##### Data records
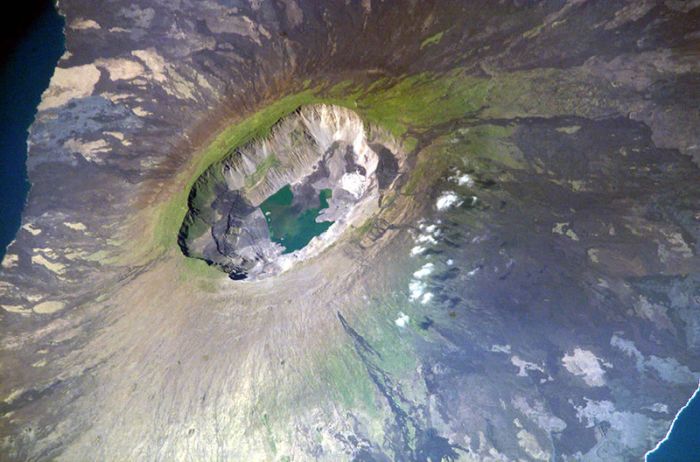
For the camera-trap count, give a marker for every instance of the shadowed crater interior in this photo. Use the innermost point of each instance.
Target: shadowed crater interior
(284, 198)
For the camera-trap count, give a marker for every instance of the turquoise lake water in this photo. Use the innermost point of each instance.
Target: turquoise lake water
(24, 76)
(289, 225)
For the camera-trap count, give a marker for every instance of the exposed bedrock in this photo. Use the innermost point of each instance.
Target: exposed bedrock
(317, 148)
(506, 266)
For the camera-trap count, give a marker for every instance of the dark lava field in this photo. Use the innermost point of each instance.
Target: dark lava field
(501, 263)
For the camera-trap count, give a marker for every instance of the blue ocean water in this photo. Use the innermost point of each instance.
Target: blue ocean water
(683, 442)
(24, 75)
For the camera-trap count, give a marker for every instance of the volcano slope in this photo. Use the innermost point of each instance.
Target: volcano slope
(524, 287)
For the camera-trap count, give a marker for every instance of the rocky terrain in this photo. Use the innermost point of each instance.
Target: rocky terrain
(526, 287)
(319, 148)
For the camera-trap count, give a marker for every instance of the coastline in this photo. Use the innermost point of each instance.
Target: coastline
(695, 395)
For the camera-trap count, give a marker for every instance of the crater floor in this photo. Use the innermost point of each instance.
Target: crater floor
(511, 272)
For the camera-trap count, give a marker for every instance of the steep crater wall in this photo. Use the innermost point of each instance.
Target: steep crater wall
(320, 150)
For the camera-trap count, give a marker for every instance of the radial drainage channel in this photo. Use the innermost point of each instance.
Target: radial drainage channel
(282, 199)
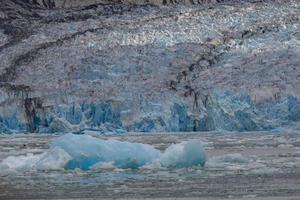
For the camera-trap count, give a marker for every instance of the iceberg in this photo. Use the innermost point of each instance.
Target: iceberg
(86, 152)
(53, 159)
(184, 154)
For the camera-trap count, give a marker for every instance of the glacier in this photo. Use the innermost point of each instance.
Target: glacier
(85, 152)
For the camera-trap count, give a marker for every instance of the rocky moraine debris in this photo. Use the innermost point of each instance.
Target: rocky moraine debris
(120, 66)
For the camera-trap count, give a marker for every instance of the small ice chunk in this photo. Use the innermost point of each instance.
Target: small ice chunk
(185, 154)
(54, 158)
(104, 165)
(226, 160)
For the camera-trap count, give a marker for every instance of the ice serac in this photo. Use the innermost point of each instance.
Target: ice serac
(119, 67)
##########
■ What needs to be done
Please leave out the pictures while you copy exactly the lines from the one containing "of the crater" through the end of the records.

■ Task solution
For the camera-trap count, give a marker for every instance of the crater floor in this photo. Use the innermost point of each instance.
Target: crater floor
(511, 272)
For the camera-trap count, give a marker for every instance of the steep crater wall in this photo. Use the innermost point of each instance.
Target: steep crater wall
(320, 150)
For the camera-trap count, give a marker for every instance of the radial drainage channel in this photo. Use the innermost point of each instance.
Target: radial drainage channel
(282, 199)
For the camera-trap count, give a marker for every instance of the iceberg in this photo. Use the innermost point of each instance.
Target: iceberg
(86, 152)
(53, 159)
(184, 154)
For the camera-trap count, give a marker for every instance of the glacier in this photo. Use the innermost point of each instance.
Target: glacier
(85, 152)
For the camera-trap count, give a marker for every instance of the rocky moraine debris in this photo. Use the innermost point of each instance.
Target: rocky moraine debris
(120, 66)
For the camera-trap count, give a marker for every instance of the small ice chunk in this photo. Use the innermost point of each instance.
Target: small ice chunk
(185, 154)
(54, 158)
(104, 165)
(226, 160)
For the camera-trap count, give a marker for every instance of the ice serac in this photo. Use the innermost point of each instance.
Target: ice serac
(119, 67)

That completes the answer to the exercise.